*** Given data Section Begins ***

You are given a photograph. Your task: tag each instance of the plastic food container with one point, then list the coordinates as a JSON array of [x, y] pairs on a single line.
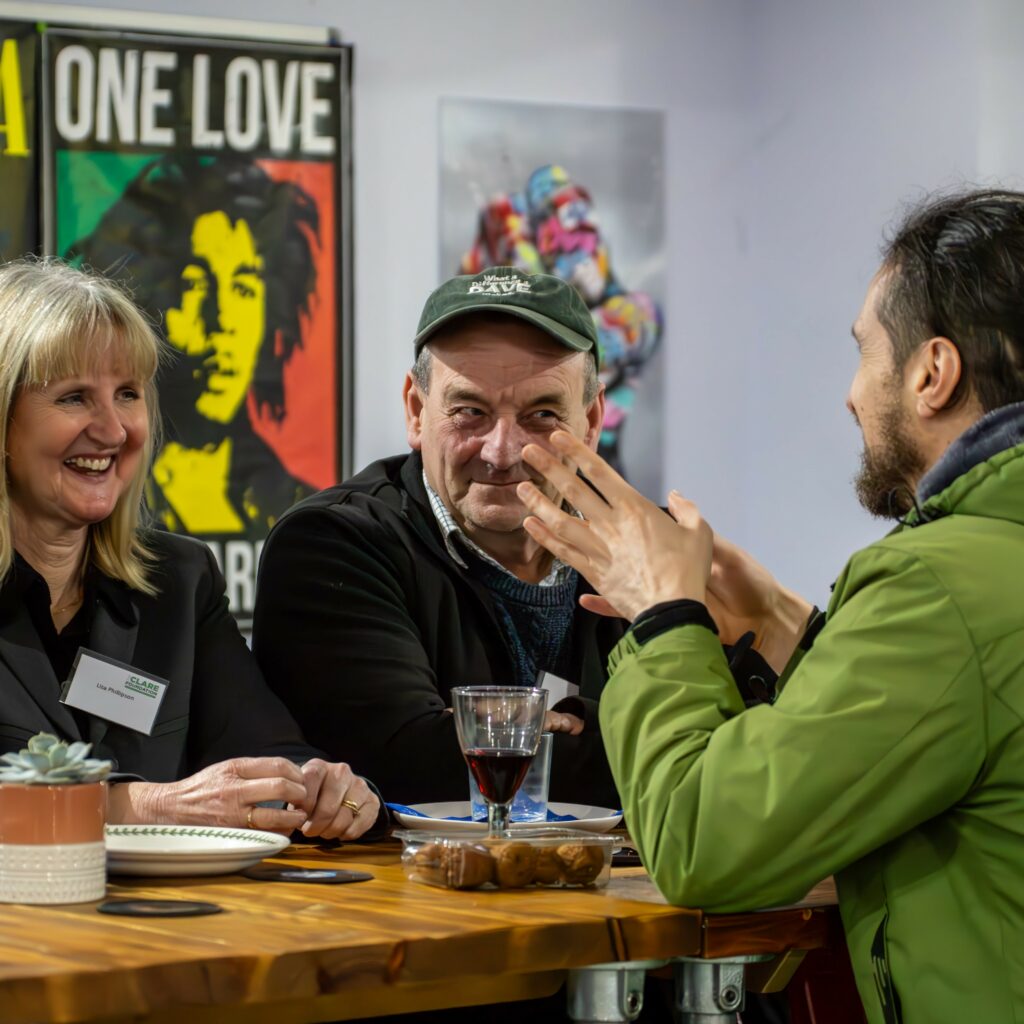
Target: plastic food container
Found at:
[[552, 857]]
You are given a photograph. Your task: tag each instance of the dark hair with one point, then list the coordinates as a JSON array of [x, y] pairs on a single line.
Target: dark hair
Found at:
[[144, 241], [954, 268]]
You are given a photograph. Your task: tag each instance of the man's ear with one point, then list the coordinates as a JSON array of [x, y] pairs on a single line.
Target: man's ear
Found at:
[[413, 400], [595, 419], [935, 371]]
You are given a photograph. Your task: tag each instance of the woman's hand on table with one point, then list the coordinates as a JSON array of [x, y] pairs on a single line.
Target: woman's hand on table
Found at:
[[320, 799], [338, 803], [561, 721]]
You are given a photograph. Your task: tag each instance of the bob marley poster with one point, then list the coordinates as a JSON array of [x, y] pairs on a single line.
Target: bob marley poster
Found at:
[[577, 193], [18, 166], [208, 179]]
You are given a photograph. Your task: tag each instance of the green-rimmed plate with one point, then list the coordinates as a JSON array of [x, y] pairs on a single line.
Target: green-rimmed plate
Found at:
[[181, 850]]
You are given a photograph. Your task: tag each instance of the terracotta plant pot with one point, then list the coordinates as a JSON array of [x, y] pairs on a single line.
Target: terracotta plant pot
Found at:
[[51, 843]]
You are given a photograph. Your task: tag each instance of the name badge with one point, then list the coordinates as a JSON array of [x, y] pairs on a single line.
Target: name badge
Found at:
[[558, 688], [114, 691]]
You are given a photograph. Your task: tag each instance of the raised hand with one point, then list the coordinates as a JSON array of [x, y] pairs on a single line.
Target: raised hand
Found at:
[[225, 794], [631, 552], [338, 803]]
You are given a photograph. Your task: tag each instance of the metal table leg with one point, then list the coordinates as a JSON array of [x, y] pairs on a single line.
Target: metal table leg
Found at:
[[608, 992], [711, 991]]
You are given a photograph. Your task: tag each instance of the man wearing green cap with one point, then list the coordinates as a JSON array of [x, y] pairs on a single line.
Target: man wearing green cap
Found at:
[[379, 595]]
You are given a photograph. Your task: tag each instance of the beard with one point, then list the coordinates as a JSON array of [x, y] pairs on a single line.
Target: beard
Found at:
[[888, 472]]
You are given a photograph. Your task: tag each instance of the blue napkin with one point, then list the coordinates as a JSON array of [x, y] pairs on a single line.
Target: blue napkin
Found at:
[[402, 809]]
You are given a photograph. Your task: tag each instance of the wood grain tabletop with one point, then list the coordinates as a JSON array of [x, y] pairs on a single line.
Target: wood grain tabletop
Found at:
[[291, 951]]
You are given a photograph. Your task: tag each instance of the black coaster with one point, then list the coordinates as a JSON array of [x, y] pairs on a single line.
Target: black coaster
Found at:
[[159, 907], [626, 857], [316, 876]]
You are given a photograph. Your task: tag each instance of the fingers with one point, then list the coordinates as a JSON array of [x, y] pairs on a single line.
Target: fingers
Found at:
[[265, 779], [366, 816], [345, 806], [553, 542], [313, 773], [337, 779], [557, 721], [593, 466], [569, 485], [259, 791], [683, 510]]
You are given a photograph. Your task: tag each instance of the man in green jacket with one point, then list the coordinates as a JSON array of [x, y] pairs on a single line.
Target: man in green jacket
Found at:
[[893, 757]]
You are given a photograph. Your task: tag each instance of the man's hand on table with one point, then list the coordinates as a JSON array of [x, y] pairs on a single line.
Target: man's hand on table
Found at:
[[560, 721], [635, 556], [332, 790]]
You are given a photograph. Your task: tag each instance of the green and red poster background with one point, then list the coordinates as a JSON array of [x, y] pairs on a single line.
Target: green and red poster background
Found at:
[[95, 129]]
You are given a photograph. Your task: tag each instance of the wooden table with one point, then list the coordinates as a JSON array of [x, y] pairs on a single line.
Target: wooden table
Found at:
[[289, 952]]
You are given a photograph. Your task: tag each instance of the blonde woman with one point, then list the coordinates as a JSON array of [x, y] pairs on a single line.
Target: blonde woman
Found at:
[[81, 581]]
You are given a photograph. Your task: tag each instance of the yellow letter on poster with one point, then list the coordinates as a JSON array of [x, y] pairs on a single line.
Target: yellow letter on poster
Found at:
[[10, 100]]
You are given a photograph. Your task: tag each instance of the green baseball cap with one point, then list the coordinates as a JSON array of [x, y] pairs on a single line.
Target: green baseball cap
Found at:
[[548, 302]]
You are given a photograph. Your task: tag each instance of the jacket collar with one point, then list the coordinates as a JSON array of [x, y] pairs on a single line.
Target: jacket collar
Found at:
[[114, 630], [1000, 429]]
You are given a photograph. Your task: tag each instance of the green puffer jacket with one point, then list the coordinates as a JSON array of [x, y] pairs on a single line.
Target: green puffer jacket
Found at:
[[893, 759]]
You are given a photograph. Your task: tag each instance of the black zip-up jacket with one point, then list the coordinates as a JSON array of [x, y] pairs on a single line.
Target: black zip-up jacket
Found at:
[[364, 624]]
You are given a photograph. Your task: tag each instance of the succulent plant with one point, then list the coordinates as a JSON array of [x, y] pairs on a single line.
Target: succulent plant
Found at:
[[48, 761]]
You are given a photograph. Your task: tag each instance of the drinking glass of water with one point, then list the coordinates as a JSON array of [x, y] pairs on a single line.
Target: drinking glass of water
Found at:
[[499, 728]]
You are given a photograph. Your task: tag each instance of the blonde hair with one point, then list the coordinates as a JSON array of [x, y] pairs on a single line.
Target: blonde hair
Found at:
[[57, 322]]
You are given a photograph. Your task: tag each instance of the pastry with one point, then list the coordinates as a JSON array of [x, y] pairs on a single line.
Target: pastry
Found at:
[[516, 864]]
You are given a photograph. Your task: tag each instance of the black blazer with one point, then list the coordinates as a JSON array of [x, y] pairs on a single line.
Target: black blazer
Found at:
[[217, 705]]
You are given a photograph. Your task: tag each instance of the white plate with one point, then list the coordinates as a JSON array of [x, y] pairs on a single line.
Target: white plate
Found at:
[[438, 815], [178, 850]]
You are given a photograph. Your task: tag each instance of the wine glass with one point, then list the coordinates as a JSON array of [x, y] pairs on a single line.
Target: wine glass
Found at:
[[499, 728]]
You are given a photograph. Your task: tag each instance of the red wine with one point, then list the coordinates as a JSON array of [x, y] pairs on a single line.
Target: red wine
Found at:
[[498, 772]]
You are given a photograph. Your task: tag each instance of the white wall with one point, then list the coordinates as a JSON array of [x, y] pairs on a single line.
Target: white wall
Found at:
[[794, 130]]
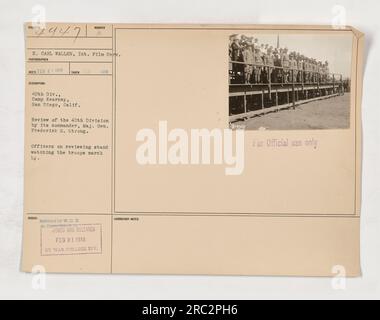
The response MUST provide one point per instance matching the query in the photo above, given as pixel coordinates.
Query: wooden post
(293, 91)
(276, 97)
(288, 96)
(245, 102)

*** Given data Section Ends ***

● Exercise description: In the records above, find the line with "of the jacket"; write out exactly that line and each one after it, stopping after the line with "Target: white plate".

● Solved exercise:
You are given a photograph. Your task: tag each instance of the jacket collar with one point, then list the coordinates as a JSON array of [x, y] pairs on a single line.
Target: jacket collar
Found at:
[[114, 630], [1000, 429]]
You are given a photograph. Your task: tag each instance of the green puffer jacket with one point, then list the coordinates as a JSON array of [x, y] pairs on a single line.
Target: green puffer jacket
Found at:
[[893, 759]]
You are given a photograph. Your task: tag each instance of the black zip-up jacket with one point, then list the coordinates as a JSON array of [x, y] pairs on a single line.
Target: black zip-up jacket
Found at:
[[364, 624]]
You are given a photograph. Your task: tag each instance of the succulent plant with one point, then list the coordinates as a JSON array of [x, y] pairs on a single line.
Target: succulent plant
Found at:
[[48, 761]]
You are given a photograph. Your task: tag each instance of the drinking glass of water with one point, then list the coordinates as a JSON array of [x, y] pairs on a single line.
Target: drinking glass of water
Found at:
[[499, 728]]
You are given a photograph. Your task: tag each instance of the blonde hair with one point, then list the coordinates as a JSON array of [x, y] pairs on a single line.
Target: blonde hair
Found at:
[[57, 322]]
You are given a photograph. Your task: tag each instance of the pastry with one point, then list the coordinates as a JSON array of [x, y] pairs on a single line.
Target: pastry
Found at:
[[516, 864]]
You are given a photograph. Your task: tag each instance of the black blazer with one point, then list the coordinates as a JSON array of [x, y] pairs on a single line.
Target: black blazer
Found at:
[[217, 705]]
You are given a photograph. Your task: tag each instance of the white plate with one point, then list the coordinates as a JSON array of [x, y] pairs on a single line.
Target: white plate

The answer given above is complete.